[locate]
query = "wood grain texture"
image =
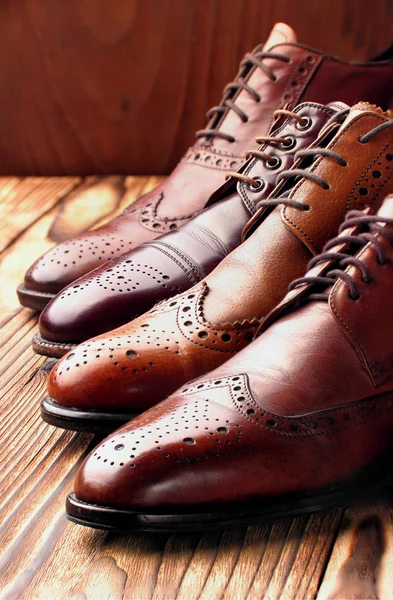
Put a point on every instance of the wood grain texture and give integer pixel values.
(340, 554)
(91, 86)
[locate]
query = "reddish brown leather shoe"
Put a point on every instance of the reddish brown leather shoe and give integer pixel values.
(301, 420)
(110, 378)
(283, 72)
(127, 287)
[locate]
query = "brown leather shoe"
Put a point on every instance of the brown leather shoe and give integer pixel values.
(127, 287)
(301, 420)
(282, 72)
(110, 378)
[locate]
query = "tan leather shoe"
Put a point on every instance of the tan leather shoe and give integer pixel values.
(110, 378)
(301, 420)
(132, 284)
(279, 73)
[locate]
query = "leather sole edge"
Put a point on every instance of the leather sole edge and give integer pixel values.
(51, 349)
(127, 521)
(74, 419)
(33, 299)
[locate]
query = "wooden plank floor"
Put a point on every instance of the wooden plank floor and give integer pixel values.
(341, 554)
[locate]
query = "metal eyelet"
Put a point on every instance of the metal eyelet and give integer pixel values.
(259, 187)
(273, 163)
(289, 143)
(307, 122)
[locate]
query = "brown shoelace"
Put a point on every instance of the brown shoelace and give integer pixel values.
(370, 225)
(271, 161)
(231, 89)
(313, 153)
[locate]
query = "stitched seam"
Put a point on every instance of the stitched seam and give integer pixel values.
(186, 259)
(251, 321)
(35, 293)
(183, 268)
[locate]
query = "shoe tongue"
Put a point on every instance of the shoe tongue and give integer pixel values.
(386, 209)
(280, 34)
(365, 107)
(338, 106)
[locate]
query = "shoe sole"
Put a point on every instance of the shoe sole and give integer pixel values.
(127, 521)
(33, 299)
(51, 349)
(80, 420)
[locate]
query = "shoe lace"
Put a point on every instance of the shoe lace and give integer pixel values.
(231, 89)
(283, 142)
(294, 175)
(339, 260)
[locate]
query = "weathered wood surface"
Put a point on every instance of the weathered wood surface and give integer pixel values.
(340, 554)
(98, 86)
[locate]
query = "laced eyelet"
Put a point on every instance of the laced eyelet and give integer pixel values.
(259, 187)
(289, 143)
(306, 124)
(273, 163)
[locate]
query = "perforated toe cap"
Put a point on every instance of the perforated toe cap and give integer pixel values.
(180, 453)
(70, 260)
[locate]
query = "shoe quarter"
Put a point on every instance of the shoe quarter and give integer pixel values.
(363, 183)
(368, 321)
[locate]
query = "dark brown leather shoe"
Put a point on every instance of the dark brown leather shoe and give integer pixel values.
(300, 421)
(283, 72)
(127, 287)
(108, 379)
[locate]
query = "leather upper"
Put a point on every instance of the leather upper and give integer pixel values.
(303, 74)
(307, 406)
(139, 364)
(128, 286)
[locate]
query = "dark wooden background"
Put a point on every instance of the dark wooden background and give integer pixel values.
(119, 86)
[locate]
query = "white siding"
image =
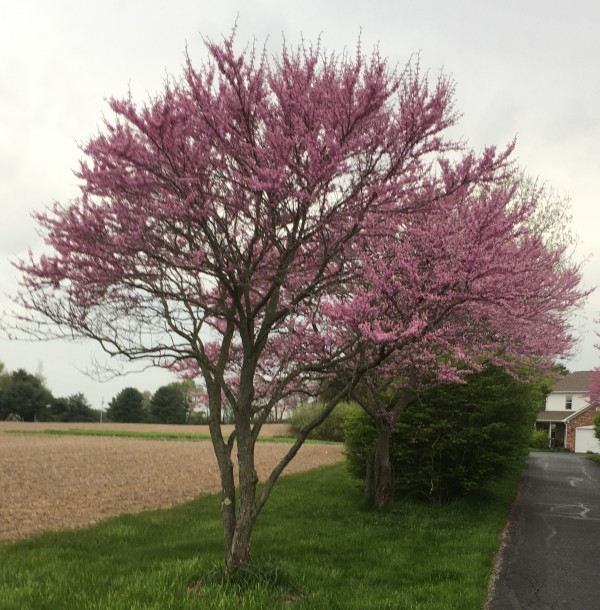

**GOAL:** How many lines in the rows above contain the word "surface"? Reply with the number alone.

**THE OUTPUT:** 2